→ **Extract provided**:
++++++++++

Daniel Gordon falsely reported that he had an offshore fund willing to enter into a transaction with Merrill Lynch and, upon Merrill Lynch's transfer of approximately $43 Million to an off-shore account to effectuate the transaction, Daniel Gordon wired the money to other accounts he controlled. Prior to the transfer, he falsified books and records to make the energy trading division of Merrill Lynch that he managed appear more profitable to potential purchasers. Gordon v. United States of America, 2009 WL 4756503, at *1 (S.D.N.Y. 2009).

++++++++++

(Stored records)
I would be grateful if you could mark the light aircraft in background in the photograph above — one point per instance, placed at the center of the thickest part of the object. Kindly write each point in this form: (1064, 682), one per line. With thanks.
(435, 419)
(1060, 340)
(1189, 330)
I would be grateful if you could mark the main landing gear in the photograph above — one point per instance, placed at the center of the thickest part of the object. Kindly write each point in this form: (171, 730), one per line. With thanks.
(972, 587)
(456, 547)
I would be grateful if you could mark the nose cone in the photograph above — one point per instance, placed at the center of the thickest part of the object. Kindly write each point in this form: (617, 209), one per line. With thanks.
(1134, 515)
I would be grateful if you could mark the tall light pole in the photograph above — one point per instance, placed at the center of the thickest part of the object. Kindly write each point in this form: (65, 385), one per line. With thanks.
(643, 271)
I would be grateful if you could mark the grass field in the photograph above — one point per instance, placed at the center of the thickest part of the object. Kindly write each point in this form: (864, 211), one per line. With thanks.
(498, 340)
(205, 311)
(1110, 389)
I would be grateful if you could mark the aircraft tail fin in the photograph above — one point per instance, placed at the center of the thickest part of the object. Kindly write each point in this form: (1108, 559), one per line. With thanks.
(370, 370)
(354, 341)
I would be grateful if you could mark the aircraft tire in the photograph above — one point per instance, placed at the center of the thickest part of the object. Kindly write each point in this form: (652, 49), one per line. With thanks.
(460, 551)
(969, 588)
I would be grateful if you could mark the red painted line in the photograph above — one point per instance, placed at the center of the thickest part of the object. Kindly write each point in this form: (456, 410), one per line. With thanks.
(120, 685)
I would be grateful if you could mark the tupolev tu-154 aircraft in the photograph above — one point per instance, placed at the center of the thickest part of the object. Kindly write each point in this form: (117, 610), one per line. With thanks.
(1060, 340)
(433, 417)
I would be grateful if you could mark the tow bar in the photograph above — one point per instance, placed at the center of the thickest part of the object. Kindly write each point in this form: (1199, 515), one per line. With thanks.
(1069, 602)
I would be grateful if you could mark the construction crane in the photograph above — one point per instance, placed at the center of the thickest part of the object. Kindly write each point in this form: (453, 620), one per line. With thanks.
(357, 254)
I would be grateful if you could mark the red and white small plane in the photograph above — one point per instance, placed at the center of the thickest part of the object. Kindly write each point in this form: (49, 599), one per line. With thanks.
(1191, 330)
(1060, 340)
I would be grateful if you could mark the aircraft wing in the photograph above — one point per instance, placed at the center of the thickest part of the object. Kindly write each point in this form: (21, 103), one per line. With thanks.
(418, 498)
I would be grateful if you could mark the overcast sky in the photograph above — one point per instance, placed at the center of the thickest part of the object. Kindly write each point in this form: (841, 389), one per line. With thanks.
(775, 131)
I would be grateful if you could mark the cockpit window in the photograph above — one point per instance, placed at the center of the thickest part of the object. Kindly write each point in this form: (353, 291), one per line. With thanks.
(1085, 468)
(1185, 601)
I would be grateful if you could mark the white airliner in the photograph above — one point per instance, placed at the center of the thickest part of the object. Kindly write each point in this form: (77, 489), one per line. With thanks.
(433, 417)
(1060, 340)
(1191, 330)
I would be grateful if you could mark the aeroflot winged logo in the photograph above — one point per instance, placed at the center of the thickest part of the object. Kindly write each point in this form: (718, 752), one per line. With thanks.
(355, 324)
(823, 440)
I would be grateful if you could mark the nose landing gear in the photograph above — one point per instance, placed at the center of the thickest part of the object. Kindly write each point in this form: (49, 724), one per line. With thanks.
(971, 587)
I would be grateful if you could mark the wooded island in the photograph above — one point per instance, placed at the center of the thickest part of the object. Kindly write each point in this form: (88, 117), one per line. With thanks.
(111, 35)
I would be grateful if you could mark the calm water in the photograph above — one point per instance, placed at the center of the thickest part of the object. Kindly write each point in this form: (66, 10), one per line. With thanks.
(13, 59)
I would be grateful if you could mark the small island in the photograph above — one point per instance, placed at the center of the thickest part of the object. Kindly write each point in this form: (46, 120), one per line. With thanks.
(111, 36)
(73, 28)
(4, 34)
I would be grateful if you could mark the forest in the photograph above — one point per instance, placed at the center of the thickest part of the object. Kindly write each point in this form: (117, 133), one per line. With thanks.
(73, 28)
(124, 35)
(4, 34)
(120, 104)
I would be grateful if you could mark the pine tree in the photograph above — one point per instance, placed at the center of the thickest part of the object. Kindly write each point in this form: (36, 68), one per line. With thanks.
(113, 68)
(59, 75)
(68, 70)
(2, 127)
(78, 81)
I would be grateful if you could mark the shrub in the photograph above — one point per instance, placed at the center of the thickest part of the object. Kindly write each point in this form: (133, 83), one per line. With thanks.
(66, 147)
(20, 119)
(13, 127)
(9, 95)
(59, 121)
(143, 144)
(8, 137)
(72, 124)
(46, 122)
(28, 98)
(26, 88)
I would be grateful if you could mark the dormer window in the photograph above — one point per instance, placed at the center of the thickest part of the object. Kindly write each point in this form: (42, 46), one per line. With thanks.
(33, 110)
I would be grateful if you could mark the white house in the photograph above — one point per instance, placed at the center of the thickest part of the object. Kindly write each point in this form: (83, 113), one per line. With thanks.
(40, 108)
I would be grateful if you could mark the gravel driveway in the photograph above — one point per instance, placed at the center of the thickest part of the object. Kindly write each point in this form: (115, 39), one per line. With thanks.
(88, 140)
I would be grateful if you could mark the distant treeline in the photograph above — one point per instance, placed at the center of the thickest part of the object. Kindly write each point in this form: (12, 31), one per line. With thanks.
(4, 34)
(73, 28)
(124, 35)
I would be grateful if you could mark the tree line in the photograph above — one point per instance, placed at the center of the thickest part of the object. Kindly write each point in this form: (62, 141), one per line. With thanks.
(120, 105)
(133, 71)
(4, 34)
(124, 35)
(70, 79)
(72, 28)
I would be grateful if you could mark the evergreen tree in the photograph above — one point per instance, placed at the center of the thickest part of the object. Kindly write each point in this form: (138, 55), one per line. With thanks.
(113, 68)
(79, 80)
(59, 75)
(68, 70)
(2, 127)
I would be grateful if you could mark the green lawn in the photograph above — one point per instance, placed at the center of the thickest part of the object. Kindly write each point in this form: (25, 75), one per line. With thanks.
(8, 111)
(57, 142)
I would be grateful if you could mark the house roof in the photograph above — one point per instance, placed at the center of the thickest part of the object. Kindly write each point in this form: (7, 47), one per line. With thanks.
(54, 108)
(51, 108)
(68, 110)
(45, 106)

++++++++++

→ **Challenges**:
A - According to the case summary, roughly how much money did Merrill Lynch transfer to the off-shore account?
B - In the stored listing, take the lines from the one containing "I would be grateful if you could mark the house" through the end of the listing and write them out again, requests included. Add 114 to every coordinate in the answers.

→ **The responses**:
A - Approximately $43 million.

B -
I would be grateful if you could mark the house roof in the photograph above — one point per instance, placed at the center of the thickest part of the object. Kindly write each point in this form: (7, 47), one per line. With thanks.
(168, 222)
(165, 222)
(182, 224)
(159, 220)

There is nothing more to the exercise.